- [Required work]
(1) From the post on null values in composite unique keys, list in order the value pairs of every insert into TABLE1 that succeeds.
(2) Write out the passage of the post on null values in composite unique keys between "However, I cannot" and "the unique columns.", inclusive.

- [Document extract]

>>>

By Franck Pachot

.
Comparison of NULL can be misleading and it’s even worse for unique constraint validation. Having partial nulls in a composite key can be tricky because the SQL ANSI specification is not very easy to understand, and implementation can depend on the RDBMS. Here is an example with composite unique key and foreign key on Oracle.

Unique constraint

I create a table with a composite unique constraint:

SQL> create table TABLE1 (a char, b char, unique(a,b));
Table TABLE1 created.

I can insert a row with a=’X’ and b=’X’:

SQL> insert into TABLE1 values ('X','X');
1 row inserted.

I cannot insert the same row:

SQL> insert into TABLE1 values ('X','X');
*
ERROR at line 1:
ORA-00001: unique constraint (SYS.SYS_C0015464) violated

I insert another row with same value for column a but different value for column b:

SQL> insert into TABLE1 values ('X','Y');
1 row inserted.

And another row with same value for column a but a null for column b:

SQL> insert into TABLE1 values ('X',null);
1 row inserted.

However, I cannot insert the same a second time:

SQL> insert into TABLE1 values ('X',null);
*
ERROR at line 1:
ORA-00001: unique constraint (SYS.SYS_C0015464) violated

If you look at documentation, this is documented as:
Because of the search mechanism for unique key constraints on multiple columns, you cannot have identical values in the non-null columns of a partially null composite unique key constraint.

It looks like an implementation reason (the search mechanism is the index that enforces the unique constraint). What is documented in SQL-92?
A unique constraint is satisfied if and only if no two rows in a table have the same non-null values in the unique columns.

How to interpret this? We cannot insert two (‘X’,null) because that would be two rows with same non-null value (a=’X’) and the Oracle implementation is compilent.

Or is it? We can also read the definition as the unique constraint being violated only when we find rows that have non-null values and they are the same. This is what MySQL and PostgresSQL do: accept duplicates when there is at least one null.
This is also what I found more intuitive: I usually consider NULL as a value that is not known at insert time but that will be assigned a value later during the lifecycle of the row. Thus, I expect to be able to insert rows where there is a null and check the constraint only when all columns have a value.

It is probably an implementation choice from Oracle which stores nulls as a zero-length string and then cannot have two identical entries in a unique index.

Now inserting a row where a is null and b is null:

SQL> insert into TABLE1 values (null,null);
1 row inserted.

And because that do not violate the rule whatever the way we read it (non-null values are not the same as there are no non-null values at all here) I can insert a second one:

SQL> insert into TABLE1 values (null,null);
1 row inserted.

This is documented as
Unless a NOT NULL constraint is also defined, a null always satisfies a unique key constraint

About implementation, there is no problem because full null entries are not stored in the index. They are stored in bitmap indexes, but bitmap indexes cannot be used to enforce a unique constraint.

<<<

- [Data extract]
>>>

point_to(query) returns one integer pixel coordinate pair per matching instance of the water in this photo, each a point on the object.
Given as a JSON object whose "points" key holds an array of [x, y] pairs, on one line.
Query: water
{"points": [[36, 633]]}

<<<

- [The replies]
(1)
1. ('X','X')
2. ('X','Y')
3. ('X',null)
4. (null,null)
5. (null,null)

(2)
However, I cannot insert the same a second time:

SQL> insert into TABLE1 values ('X',null);
*
ERROR at line 1:
ORA-00001: unique constraint (SYS.SYS_C0015464) violated

If you look at documentation, this is documented as:
Because of the search mechanism for unique key constraints on multiple columns, you cannot have identical values in the non-null columns of a partially null composite unique key constraint.

It looks like an implementation reason (the search mechanism is the index that enforces the unique constraint). What is documented in SQL-92?
A unique constraint is satisfied if and only if no two rows in a table have the same non-null values in the unique columns.